Records to process Start Marker
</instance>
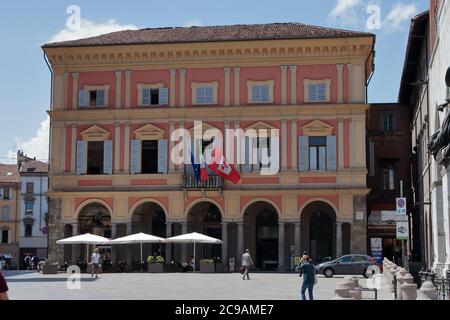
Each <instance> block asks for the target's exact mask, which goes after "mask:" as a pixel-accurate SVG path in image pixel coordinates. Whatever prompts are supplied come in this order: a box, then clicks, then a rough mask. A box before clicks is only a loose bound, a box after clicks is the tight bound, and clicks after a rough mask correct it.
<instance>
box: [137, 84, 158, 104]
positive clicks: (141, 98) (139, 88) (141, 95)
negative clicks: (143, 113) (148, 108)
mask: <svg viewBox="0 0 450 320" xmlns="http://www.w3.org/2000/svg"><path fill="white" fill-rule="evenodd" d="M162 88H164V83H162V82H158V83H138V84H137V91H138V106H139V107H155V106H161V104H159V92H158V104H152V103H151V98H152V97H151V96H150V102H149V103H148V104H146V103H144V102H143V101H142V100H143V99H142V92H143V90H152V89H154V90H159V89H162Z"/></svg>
Records to process End Marker
◆ **Work request**
Word for word, repeat the line holding "box: [137, 84, 158, 104]" and all lines after it through the end of the entries above.

◆ **Response area**
box: [137, 84, 158, 104]
positive clicks: (141, 98) (139, 88) (141, 95)
negative clicks: (143, 113) (148, 108)
mask: <svg viewBox="0 0 450 320" xmlns="http://www.w3.org/2000/svg"><path fill="white" fill-rule="evenodd" d="M162 88H164V83H162V82H158V83H138V84H137V91H138V106H139V107H155V106H161V104H159V92H158V104H152V103H151V98H152V97H151V96H150V102H149V103H148V104H146V103H144V102H143V101H142V100H143V99H142V92H143V90H152V89H154V90H159V89H162Z"/></svg>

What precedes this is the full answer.